## Text shown
------------------------------------------------

Which brings me to the incomplete reporting on the work of the diversity expert hired by the school in question. Let’s assume, for sake of argument, that she did a poor job. The correct conclusion to draw is that someone else should be brought into the school and, perhaps, that provincial and national education departments should start thinking of a standard curriculum for all our schools, one that includes time spent on important civic-related matters such as constitutionalism, forms of domination (not restricted to race, but including ableism, class prejudices, xenophobia, queerphobia and so on) and why it is important to be anti-racist, nip misogyny in the bud, be self-aware of class and other biases.
How on Earth can it be “controversial” to aim to have school leavers who are committed to the baseline values of our constitution — dignity, equality and freedom? Racist parents should not scare any education MEC. What is right is not always a matter of tallying up preferences in your WhatsApp group. By that reasoning we would never, as a country, have made so many breakthroughs in the fight for substantive equality for queer people. So there is no need for any decent educator or school principal to panic just because a bored person on Twitter is trolling them for being progressive or writing a predictable letter to a newspaper.

------------------------------------------------

[Stored data]
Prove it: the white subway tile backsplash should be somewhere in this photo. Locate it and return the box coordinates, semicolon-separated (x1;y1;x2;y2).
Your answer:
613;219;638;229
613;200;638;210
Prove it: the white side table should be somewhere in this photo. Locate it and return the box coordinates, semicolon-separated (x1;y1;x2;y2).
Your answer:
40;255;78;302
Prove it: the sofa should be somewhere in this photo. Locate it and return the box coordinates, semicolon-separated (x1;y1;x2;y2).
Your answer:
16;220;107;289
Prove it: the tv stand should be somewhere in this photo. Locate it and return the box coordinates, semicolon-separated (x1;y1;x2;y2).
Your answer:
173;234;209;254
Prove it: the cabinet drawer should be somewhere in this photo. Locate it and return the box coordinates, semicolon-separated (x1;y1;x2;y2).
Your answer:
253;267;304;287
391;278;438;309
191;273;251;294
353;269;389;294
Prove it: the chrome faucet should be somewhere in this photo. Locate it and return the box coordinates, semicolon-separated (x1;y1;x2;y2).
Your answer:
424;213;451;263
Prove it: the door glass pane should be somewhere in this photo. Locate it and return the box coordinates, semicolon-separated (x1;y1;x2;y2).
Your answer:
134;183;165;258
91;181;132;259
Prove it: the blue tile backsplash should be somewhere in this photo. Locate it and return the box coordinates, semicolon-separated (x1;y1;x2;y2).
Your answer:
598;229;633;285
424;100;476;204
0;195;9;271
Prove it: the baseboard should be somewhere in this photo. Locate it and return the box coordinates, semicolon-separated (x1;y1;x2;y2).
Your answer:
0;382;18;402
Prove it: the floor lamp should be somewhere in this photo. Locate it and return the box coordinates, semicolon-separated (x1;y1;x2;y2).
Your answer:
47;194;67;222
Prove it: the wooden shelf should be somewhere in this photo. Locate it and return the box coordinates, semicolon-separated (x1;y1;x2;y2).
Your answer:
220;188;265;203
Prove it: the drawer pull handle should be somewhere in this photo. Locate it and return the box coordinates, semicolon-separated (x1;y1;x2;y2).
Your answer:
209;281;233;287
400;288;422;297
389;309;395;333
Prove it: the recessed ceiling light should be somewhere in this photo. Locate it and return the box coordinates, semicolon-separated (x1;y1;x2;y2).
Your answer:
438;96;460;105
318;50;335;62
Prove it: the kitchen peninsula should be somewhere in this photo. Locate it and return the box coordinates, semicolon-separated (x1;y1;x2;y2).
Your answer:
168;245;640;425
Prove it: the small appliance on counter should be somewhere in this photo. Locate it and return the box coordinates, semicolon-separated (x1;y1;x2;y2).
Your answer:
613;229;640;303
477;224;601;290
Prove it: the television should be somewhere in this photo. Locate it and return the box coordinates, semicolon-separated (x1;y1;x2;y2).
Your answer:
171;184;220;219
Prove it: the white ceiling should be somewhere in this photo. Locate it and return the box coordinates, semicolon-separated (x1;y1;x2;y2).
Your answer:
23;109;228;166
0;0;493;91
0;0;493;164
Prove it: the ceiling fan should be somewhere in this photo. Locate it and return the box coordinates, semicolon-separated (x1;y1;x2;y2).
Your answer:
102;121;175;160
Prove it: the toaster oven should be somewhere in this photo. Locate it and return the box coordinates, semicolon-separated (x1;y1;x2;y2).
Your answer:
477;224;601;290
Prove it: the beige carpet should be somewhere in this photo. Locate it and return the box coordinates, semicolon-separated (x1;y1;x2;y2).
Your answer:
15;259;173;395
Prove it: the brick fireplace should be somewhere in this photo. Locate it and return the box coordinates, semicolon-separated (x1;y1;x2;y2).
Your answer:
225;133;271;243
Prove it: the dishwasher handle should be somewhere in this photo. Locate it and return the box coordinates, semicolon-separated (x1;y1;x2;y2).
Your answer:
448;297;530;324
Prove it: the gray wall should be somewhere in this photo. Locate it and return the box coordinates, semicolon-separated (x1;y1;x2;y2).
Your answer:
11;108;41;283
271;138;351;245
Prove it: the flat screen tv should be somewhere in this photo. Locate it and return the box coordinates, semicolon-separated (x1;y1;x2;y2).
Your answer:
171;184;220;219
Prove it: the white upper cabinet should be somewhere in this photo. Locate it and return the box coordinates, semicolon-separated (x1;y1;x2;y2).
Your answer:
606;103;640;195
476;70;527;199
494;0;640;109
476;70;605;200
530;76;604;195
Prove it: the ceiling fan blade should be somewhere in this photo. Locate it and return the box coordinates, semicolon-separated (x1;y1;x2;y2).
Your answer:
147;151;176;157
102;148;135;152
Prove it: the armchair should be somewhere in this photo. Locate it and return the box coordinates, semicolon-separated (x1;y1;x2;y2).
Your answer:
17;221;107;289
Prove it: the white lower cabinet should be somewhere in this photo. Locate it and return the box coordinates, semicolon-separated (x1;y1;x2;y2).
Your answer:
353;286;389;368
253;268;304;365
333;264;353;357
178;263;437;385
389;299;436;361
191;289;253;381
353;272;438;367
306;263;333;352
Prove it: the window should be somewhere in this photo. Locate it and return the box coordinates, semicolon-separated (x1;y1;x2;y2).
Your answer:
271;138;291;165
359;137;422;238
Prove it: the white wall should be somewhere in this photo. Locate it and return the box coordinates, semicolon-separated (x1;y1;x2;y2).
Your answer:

------------------------------------------------

## Problems to solve
**1.** In the commentary on schools and constitutional values, replace "diversity expert" with "equity consultant" and write out the passage between "Which brings me" and "and other biases.", inclusive.
**2.** Can you condense the paragraph in the commentary on schools and constitutional values that opens with "How on Earth can it be" into a shorter version that keeps its main facts?
**3.** How would the commentary on schools and constitutional values go on? Write its continuation, starting after its final sentence.

## Responses for each task
**1.**
Which brings me to the incomplete reporting on the work of the equity consultant hired by the school in question. Let’s assume, for sake of argument, that she did a poor job. The correct conclusion to draw is that someone else should be brought into the school and, perhaps, that provincial and national education departments should start thinking of a standard curriculum for all our schools, one that includes time spent on important civic-related matters such as constitutionalism, forms of domination (not restricted to race, but including ableism, class prejudices, xenophobia, queerphobia and so on) and why it is important to be anti-racist, nip misogyny in the bud, be self-aware of class and other biases.

**2.** Aiming for school leavers committed to the constitution's baseline values of dignity, equality and freedom should not be controversial. Racist parents should not scare any education MEC. What is right is not settled by tallying preferences in a WhatsApp group, and that reasoning would have blocked the country's many breakthroughs toward substantive equality for queer people. Decent educators and principals need not panic over Twitter trolls or predictable newspaper letters that attack them for being progressive.

**3.**
Yet by conveniently putting one diversity trainer on trial in public, people in positions of power who are moral cowards who do not want to confront the institutional prejudices and shameful historical legacies of our former Model-C and private schools in particular, can change the subject (if we fall for their rhetorical trickery). We should not let them get away with it. One person’s argument that “blacks cannot be racist” is not proof that we should not talk about race, racism and other forms of oppression in our schools. We should. The real debate should be about what to teach and how to teach it.
Choosing silence in the face of oppression’s ongoing manifestations is pedagogically irresponsible. Perhaps the real fears of some parents are that their children will come home one day and force them, as adults, to self-examine ways in which we are all implicated in the structural injustices of our country. The longer we avoid going there, the longer we will remain a deeply divided society. Now is not the time for dishonest silence. There is too much at stake.